**GIVEN INSTRUCTION:** Look below for the line with "the marine standing with back to camera", and from there restate every line word for word until the entries end.

BEGIN RECORDS

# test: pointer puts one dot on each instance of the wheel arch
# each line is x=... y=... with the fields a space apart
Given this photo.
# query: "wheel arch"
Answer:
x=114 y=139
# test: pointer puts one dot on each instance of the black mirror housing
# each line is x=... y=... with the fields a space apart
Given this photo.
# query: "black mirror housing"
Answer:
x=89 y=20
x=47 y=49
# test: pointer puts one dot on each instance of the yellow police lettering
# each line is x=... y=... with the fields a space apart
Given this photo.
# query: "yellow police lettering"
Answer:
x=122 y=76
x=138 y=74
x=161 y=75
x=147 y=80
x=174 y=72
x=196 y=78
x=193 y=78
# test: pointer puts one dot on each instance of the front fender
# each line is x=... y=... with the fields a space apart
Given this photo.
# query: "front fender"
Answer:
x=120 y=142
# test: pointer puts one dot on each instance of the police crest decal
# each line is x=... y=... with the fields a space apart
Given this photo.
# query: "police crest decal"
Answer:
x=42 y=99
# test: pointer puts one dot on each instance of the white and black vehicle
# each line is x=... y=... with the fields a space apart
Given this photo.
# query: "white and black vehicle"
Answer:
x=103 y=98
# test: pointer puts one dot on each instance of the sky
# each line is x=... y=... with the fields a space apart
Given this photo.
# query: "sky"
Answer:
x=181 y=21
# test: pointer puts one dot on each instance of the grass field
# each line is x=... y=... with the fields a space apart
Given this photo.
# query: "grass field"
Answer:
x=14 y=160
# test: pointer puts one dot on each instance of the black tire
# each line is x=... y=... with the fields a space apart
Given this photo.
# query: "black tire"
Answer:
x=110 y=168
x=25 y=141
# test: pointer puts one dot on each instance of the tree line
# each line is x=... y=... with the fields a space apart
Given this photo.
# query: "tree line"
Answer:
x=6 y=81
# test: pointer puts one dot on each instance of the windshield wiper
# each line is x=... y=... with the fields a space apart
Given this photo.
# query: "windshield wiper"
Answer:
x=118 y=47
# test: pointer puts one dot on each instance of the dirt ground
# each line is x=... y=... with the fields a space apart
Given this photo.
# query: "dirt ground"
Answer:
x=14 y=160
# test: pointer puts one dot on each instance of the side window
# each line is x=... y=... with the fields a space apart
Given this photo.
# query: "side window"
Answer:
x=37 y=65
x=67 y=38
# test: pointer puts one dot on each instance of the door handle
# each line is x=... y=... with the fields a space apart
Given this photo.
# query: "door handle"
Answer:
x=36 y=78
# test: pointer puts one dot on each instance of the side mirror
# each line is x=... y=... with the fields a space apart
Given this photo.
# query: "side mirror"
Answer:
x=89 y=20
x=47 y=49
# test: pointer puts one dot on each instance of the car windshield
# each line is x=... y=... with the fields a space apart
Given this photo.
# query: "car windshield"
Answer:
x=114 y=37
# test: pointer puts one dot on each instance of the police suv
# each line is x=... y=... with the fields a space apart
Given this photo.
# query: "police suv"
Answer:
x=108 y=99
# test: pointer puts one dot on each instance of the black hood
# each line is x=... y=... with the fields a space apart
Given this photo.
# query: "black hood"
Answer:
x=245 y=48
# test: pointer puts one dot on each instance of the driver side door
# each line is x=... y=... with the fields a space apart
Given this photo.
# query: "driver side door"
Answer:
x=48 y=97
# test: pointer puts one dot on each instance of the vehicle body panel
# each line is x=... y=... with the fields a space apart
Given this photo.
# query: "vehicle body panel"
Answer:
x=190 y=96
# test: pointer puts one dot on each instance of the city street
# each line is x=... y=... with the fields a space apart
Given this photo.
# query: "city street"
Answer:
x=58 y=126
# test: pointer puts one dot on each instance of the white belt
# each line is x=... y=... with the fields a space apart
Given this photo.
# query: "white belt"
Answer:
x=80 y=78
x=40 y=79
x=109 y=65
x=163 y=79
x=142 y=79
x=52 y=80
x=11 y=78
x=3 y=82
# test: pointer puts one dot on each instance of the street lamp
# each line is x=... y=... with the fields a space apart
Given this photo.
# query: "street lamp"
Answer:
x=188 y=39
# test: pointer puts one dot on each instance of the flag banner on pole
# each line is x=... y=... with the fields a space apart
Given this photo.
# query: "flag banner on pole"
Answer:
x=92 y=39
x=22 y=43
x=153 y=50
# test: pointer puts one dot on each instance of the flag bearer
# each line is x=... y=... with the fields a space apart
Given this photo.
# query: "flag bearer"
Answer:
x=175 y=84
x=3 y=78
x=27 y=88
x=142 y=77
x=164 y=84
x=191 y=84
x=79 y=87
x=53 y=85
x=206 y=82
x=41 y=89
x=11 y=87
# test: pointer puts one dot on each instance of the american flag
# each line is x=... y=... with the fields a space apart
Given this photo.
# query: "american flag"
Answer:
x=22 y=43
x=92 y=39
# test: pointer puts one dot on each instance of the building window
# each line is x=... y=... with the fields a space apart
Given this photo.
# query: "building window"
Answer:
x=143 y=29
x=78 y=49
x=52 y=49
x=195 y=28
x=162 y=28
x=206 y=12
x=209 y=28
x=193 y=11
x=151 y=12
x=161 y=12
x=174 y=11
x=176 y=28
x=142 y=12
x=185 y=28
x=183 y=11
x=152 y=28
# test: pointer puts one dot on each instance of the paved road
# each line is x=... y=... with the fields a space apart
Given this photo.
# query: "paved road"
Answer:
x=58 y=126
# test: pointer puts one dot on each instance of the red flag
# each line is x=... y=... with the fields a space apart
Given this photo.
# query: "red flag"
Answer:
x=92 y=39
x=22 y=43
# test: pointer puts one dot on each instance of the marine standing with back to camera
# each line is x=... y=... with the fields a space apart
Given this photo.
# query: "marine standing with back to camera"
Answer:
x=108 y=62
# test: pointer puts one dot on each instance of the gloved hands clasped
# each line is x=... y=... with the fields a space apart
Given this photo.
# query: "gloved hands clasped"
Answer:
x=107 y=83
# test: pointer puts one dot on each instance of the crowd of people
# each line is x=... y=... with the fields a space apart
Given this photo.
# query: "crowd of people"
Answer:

END RECORDS

**TASK ANSWER:**
# test: pointer puts one dot on each instance of the marine standing with back to camera
# each line is x=... y=... with the fields a space apart
Given this photo.
# query: "marine standing with back to camera"
Answer:
x=108 y=62
# test: pointer puts one dot on each instance of the gloved hands clasped
# each line is x=... y=... with the fields a space apart
Given this photo.
# query: "gloved hands clasped"
Answer:
x=107 y=83
# test: pointer puts one dot on each instance of the crowd of people
# each line is x=... y=... with the fields a space apart
Given this photo.
# query: "crowd of people"
Answer:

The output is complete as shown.